Parts of the exercise:
1 - Quote the passage from the thread on the illegal reentry law, starting with "Today, there was" and going on through "impact (thread 1/12)".
2 - Show every line of the records that contains the string "gear", matching case exactly.

Text section:
#####

Today, there was a hearing in Oregon’s district court, challenging the constitutionality of §1326 (illegal reentry) arguing the law violates the 5th Amd b/c the law was originally enacted with a discriminatory purpose and still has a disparate impact (thread 1/12)
.@NIJC released a report in July 2020 examining the history of the racist roots of migration prosecution laws and how they have fueled systems of mass incarceration (2/12) immigrantjustice.org/research-items…
Demands to repeal Sections 1325 and 1326 rose to prominence in the national press during the 2019 Democratic presidential primary debates, but rights advocates & communities have advocated for repeal of these provisions for decades (3/12) lawdigitalcommons.bc.edu/cgi/viewconten…
Today’s case, US v Machic-Xiap, addresses the terrifyingly racist roots of the statutes that first criminalized migration-laws that were first promoted by white supremacists & eugenicists in the early 20th century (4/12) propublica.org/article/behind…
The passage of the law was directly motivated by the eugenics movement, led at that time by Dr. Harry Laughlin, who was well known for his model sterilization law that Nazi Germany used as a template (5/12) historyofeugenics.truman.edu/altering-lives…
In the 1920s, Laughlin testified before Congress multiple times and produced reports that discussed topics such as “race crossing,” “mate selection,” “fecundity,” “racial composition,” and the “individual quality of future population” (6/12)

#####

Supplied data:
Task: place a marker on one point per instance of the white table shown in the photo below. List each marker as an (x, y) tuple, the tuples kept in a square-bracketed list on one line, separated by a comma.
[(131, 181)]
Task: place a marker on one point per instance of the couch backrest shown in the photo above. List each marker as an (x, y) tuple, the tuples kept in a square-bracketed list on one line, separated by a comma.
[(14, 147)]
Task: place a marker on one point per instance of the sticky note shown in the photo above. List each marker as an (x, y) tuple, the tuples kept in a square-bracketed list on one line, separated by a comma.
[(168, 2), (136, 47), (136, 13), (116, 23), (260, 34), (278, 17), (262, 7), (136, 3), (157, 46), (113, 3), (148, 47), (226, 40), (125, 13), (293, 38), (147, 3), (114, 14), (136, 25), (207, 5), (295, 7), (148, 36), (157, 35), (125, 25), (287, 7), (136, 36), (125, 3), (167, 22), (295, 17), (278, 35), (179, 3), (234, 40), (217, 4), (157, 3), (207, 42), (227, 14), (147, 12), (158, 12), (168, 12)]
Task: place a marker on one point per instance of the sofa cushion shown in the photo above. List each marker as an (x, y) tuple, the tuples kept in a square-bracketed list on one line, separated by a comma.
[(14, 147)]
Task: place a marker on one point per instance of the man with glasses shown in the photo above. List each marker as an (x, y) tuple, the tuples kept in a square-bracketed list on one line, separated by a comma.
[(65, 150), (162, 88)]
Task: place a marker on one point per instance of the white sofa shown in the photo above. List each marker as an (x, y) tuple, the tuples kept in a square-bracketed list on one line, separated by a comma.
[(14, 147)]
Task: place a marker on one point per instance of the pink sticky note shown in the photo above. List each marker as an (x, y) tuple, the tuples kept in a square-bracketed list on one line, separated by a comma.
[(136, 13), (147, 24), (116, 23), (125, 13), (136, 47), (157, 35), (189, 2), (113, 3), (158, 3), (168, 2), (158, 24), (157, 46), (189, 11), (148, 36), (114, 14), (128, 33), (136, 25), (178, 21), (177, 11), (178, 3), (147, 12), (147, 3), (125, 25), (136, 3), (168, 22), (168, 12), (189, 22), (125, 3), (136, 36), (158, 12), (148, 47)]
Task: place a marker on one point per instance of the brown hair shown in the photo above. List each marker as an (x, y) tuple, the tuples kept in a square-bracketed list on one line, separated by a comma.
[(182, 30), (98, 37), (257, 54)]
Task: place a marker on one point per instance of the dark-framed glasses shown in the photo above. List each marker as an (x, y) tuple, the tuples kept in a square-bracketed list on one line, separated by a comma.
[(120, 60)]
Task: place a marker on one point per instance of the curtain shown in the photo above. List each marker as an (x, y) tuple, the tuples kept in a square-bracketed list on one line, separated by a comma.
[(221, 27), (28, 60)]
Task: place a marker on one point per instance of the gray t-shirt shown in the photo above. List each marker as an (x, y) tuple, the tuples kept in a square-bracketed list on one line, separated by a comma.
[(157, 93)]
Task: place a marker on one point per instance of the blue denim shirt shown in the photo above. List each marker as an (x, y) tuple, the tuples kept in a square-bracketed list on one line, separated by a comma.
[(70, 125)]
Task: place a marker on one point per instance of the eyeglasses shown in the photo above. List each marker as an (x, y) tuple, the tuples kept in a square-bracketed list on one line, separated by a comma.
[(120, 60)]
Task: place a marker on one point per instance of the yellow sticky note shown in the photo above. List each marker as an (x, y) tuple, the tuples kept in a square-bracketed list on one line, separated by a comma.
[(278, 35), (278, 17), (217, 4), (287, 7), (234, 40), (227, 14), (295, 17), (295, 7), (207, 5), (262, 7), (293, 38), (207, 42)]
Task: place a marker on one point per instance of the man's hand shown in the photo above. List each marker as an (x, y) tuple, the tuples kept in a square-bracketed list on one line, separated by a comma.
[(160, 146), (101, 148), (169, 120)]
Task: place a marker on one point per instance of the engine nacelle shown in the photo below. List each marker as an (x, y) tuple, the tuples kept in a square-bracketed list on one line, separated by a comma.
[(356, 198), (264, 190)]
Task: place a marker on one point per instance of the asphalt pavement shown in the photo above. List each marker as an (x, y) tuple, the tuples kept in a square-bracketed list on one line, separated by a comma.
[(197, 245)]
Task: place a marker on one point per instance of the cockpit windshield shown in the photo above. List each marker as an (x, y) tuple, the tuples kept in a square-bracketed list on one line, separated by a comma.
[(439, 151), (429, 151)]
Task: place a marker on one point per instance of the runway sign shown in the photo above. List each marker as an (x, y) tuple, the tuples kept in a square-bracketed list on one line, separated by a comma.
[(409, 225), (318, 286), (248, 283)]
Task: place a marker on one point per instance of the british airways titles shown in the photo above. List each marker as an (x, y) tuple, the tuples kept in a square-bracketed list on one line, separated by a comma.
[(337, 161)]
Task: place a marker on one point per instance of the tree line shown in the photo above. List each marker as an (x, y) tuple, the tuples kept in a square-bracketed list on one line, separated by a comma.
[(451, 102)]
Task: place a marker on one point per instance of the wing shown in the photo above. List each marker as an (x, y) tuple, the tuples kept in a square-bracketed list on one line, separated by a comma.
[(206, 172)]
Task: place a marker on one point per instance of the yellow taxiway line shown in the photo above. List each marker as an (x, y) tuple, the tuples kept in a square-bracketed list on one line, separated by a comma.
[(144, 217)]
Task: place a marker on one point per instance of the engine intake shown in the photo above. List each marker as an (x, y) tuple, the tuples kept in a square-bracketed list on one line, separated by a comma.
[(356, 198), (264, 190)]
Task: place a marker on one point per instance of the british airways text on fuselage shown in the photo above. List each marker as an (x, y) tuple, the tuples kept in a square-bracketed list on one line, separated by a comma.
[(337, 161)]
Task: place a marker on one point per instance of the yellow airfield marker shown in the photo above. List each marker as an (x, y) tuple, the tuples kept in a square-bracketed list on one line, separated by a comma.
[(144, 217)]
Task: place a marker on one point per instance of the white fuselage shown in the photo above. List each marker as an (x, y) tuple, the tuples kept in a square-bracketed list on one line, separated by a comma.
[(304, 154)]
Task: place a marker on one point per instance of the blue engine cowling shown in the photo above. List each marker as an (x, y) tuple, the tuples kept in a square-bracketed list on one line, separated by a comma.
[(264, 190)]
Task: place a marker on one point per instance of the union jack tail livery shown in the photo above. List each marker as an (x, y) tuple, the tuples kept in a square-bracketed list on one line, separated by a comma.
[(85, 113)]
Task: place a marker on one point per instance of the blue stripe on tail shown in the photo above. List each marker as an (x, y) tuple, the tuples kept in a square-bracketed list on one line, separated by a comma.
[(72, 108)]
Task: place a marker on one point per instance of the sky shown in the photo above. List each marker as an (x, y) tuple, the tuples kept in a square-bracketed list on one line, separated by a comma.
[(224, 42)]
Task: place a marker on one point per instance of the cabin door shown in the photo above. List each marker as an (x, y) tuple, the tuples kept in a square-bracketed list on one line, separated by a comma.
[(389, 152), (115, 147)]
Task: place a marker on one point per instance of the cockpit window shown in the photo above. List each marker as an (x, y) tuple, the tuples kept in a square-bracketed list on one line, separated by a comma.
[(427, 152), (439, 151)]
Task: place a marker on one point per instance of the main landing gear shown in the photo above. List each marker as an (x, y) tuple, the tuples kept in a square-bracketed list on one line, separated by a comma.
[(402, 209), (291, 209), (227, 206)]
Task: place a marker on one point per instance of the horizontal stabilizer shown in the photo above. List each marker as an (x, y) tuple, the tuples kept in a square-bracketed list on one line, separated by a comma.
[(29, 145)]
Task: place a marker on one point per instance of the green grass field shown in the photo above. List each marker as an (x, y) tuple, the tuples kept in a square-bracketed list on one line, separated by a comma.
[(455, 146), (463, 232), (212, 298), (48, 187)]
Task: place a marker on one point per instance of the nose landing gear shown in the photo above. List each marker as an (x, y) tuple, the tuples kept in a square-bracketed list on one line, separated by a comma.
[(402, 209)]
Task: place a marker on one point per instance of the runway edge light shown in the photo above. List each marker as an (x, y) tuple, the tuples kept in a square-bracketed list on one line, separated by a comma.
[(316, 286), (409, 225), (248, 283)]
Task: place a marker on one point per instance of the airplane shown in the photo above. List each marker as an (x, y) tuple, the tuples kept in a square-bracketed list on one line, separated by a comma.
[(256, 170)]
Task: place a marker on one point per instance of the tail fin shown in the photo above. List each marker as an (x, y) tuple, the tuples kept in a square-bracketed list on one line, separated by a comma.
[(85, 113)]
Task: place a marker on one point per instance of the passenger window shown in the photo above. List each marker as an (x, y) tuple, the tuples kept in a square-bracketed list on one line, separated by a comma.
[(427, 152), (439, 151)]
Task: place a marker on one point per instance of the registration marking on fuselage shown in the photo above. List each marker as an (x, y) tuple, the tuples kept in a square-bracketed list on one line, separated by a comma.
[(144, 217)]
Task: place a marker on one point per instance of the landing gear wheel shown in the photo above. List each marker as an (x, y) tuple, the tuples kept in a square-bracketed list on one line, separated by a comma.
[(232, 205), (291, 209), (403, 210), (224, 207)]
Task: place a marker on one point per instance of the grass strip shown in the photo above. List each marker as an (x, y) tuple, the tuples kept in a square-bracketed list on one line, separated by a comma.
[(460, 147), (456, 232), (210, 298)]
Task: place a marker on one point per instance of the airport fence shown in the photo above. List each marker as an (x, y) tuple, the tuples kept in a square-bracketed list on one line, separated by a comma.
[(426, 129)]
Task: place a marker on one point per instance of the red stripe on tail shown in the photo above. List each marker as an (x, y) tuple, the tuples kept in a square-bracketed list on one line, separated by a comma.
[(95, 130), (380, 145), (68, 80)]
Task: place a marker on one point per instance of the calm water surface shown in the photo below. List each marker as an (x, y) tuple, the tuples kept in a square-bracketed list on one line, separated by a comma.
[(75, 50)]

#####

Answers to the exercises:
1 -
Today, there was a hearing in Oregon’s district court, challenging the constitutionality of §1326 (illegal reentry) arguing the law violates the 5th Amd b/c the law was originally enacted with a discriminatory purpose and still has a disparate impact (thread 1/12)

2 -
Task: place a marker on one point per instance of the main landing gear shown in the photo above. List each marker as an (x, y) tuple, the tuples kept in a square-bracketed list on one line, separated by a comma.
Task: place a marker on one point per instance of the nose landing gear shown in the photo above. List each marker as an (x, y) tuple, the tuples kept in a square-bracketed list on one line, separated by a comma.
Task: place a marker on one point per instance of the landing gear wheel shown in the photo above. List each marker as an (x, y) tuple, the tuples kept in a square-bracketed list on one line, separated by a comma.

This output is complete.